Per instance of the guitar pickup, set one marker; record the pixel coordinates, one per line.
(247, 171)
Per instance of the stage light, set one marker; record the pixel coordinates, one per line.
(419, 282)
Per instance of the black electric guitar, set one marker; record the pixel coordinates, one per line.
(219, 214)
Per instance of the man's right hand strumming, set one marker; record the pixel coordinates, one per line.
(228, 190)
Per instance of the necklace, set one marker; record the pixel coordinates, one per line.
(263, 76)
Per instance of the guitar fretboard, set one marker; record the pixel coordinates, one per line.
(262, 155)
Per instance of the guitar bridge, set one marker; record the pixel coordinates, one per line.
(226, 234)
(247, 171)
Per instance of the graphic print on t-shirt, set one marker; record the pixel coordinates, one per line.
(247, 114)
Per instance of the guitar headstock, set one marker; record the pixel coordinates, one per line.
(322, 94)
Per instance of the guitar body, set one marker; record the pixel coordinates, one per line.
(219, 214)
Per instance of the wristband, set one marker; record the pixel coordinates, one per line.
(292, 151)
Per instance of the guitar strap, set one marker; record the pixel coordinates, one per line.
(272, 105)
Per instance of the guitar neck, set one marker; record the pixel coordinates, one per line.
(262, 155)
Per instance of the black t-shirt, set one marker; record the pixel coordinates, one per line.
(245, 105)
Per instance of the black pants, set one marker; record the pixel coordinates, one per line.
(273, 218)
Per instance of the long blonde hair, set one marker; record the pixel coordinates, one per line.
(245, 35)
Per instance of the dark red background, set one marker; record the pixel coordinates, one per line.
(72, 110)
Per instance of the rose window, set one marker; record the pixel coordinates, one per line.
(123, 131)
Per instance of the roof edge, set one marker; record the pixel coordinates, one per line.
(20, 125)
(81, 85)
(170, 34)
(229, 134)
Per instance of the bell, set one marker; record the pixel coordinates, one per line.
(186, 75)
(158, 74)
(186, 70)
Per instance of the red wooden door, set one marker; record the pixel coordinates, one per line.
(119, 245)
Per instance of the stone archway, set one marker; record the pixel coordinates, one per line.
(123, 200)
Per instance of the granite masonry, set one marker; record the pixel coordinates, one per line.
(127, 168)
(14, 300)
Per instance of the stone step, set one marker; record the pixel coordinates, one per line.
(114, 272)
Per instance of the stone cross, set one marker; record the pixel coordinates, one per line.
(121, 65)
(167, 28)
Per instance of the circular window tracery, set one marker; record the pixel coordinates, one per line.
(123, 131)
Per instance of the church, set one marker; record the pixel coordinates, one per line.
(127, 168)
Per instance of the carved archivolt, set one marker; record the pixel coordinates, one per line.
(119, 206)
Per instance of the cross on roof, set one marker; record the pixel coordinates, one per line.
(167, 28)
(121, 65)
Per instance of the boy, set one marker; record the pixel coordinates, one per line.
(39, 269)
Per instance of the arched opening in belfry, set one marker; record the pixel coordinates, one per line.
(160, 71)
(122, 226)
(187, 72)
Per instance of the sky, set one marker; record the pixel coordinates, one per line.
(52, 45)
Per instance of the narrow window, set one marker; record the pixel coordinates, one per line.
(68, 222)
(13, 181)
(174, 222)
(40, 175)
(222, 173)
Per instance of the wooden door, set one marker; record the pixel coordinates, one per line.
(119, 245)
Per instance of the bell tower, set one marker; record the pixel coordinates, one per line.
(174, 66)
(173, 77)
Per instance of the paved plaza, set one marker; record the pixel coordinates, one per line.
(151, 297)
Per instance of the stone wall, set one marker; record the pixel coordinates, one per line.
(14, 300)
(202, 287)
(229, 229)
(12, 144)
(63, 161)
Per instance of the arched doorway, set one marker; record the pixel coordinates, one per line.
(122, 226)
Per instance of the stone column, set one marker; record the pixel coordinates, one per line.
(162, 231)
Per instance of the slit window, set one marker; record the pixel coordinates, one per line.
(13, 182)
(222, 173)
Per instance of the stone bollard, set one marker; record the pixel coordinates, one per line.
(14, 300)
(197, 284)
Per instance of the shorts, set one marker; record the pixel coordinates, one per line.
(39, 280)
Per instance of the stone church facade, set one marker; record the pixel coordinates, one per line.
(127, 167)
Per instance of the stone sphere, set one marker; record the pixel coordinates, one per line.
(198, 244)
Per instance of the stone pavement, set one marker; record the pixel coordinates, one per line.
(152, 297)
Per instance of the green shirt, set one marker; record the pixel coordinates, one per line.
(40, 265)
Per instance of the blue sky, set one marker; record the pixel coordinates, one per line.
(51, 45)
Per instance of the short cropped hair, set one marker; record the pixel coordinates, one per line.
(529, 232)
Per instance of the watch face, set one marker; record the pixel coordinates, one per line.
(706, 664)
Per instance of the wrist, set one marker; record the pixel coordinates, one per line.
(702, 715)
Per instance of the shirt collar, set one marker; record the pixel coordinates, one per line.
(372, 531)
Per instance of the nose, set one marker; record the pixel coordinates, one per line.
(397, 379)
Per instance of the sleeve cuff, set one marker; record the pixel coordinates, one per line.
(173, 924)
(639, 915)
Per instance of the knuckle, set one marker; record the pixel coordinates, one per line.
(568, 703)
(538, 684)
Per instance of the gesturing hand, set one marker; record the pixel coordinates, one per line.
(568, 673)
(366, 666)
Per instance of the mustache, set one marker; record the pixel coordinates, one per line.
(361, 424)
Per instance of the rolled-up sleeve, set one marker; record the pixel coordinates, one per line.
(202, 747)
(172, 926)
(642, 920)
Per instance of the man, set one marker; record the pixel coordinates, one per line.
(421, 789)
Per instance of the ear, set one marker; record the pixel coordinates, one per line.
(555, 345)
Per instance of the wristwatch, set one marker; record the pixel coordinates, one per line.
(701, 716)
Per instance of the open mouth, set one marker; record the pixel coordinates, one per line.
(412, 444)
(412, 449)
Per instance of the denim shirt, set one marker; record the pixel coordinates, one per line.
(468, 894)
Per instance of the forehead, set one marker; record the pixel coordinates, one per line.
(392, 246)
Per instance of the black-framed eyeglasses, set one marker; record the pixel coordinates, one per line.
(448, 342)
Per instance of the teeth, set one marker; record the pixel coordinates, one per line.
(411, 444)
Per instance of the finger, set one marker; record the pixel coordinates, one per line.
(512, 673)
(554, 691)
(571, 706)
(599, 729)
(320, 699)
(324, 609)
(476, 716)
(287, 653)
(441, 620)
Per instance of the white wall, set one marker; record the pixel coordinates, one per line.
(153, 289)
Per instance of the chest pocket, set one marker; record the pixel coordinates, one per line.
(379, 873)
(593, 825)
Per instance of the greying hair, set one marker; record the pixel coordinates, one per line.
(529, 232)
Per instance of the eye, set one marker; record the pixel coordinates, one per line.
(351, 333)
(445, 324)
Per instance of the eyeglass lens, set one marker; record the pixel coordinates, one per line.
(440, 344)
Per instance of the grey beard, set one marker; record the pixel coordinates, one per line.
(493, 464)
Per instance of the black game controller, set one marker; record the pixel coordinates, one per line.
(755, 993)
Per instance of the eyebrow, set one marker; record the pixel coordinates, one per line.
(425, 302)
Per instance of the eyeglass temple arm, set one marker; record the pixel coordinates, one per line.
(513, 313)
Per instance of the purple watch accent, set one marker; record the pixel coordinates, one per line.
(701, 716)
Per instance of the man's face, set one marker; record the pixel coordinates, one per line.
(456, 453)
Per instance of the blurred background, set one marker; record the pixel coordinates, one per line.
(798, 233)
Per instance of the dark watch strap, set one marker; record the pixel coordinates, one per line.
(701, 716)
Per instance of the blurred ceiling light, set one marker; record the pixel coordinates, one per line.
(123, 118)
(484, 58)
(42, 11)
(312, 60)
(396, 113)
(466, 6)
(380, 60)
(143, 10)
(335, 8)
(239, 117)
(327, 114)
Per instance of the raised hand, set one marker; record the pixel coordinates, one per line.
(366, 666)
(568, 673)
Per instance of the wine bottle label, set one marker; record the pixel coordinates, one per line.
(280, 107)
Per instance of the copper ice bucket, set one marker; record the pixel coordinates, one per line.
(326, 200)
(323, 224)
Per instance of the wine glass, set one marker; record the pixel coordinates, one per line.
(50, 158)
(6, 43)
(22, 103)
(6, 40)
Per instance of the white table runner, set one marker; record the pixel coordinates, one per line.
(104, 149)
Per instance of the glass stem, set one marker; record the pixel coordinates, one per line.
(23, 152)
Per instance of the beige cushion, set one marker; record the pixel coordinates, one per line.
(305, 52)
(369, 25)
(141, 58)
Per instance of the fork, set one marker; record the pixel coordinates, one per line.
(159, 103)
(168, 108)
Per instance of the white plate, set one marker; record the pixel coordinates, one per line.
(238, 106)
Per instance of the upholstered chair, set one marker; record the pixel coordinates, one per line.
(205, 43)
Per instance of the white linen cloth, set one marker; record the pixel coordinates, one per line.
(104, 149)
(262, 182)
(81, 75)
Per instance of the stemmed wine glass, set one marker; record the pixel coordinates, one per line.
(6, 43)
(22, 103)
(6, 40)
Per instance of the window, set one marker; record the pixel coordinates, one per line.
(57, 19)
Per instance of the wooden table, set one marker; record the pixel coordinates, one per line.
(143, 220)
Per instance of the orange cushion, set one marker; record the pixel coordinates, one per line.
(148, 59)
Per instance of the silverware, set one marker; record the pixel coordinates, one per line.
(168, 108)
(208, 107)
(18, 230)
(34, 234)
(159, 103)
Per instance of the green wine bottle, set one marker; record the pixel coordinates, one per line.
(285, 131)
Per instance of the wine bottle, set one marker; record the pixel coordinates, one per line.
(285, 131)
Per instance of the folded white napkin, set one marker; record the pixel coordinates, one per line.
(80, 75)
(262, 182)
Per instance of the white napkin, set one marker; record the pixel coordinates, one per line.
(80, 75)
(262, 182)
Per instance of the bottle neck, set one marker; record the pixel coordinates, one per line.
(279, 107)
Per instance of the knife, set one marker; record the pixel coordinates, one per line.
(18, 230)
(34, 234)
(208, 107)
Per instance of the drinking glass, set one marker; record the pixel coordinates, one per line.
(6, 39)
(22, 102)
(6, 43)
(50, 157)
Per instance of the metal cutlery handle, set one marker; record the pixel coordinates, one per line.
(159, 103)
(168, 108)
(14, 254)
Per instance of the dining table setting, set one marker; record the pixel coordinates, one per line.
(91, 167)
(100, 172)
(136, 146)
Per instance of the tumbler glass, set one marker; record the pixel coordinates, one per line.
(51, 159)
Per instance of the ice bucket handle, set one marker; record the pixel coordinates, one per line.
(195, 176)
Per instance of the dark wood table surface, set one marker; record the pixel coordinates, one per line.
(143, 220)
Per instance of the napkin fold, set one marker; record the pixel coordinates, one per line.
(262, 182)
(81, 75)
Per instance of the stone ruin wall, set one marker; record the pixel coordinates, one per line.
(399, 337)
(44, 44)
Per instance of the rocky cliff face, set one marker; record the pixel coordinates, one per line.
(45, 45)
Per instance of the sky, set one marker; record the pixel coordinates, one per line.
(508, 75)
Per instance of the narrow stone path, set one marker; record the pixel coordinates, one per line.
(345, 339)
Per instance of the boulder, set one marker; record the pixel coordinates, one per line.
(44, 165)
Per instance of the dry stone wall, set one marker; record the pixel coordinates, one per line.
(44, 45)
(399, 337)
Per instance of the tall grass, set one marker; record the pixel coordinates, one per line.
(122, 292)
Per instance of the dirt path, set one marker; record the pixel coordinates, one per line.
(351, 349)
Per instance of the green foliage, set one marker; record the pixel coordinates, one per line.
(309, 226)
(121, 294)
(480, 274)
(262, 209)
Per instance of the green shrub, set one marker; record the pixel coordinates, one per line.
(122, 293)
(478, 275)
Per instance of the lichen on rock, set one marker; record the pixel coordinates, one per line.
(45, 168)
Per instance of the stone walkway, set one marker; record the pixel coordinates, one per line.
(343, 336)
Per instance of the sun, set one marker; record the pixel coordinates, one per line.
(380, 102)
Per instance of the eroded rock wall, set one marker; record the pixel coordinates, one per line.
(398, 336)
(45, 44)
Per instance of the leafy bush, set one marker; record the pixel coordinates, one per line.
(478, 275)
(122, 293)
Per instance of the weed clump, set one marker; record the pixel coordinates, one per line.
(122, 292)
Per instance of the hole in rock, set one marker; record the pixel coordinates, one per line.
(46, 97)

— PROBLEM —
Write out exactly, and only, each line from the one with "Per instance of the rocky" down to the last line of the records above.

— RESPONSE TO THE EXERCISE —
Per instance of the rocky cliff face, set one marker; record the pixel coordinates, one per line.
(45, 45)
Per instance of the sky, set one marker; record the pixel coordinates, one per line.
(508, 75)
Per instance of the narrow stone path, set one marker; record the pixel coordinates, one per line.
(345, 339)
Per instance of the boulder, set one marker; record the pixel coordinates, one per line.
(44, 165)
Per instance of the dry stone wall, set one marker; record the pixel coordinates, one per line.
(44, 45)
(399, 337)
Per instance of the tall grass, set one marker; record the pixel coordinates, one per line.
(122, 292)
Per instance of the dirt path, set one marker; record the pixel coordinates, one per line.
(351, 349)
Per instance of the green foliage, set one marker; record the pixel coordinates, one per line.
(309, 226)
(121, 294)
(480, 274)
(262, 209)
Per instance of the green shrub, set one marker; record the pixel coordinates, one per line.
(122, 293)
(478, 275)
Per instance of the lichen on rock, set one marker; record the pixel coordinates, one per line.
(45, 168)
Per instance of the stone walkway, set one marker; record the pixel coordinates, one per line.
(343, 336)
Per instance of the sun, set one marker; record the pixel coordinates, one per line.
(380, 102)
Per instance of the eroded rock wall, set one marker; record the pixel coordinates, one per line.
(398, 336)
(45, 44)
Per instance of the leafy bush, set one marker; record the pixel coordinates, one per line.
(478, 275)
(122, 293)
Per instance of the weed clump, set one marker; record the pixel coordinates, one per line.
(122, 292)
Per instance of the hole in rock, set one marker; record the pixel coordinates, one per line.
(46, 97)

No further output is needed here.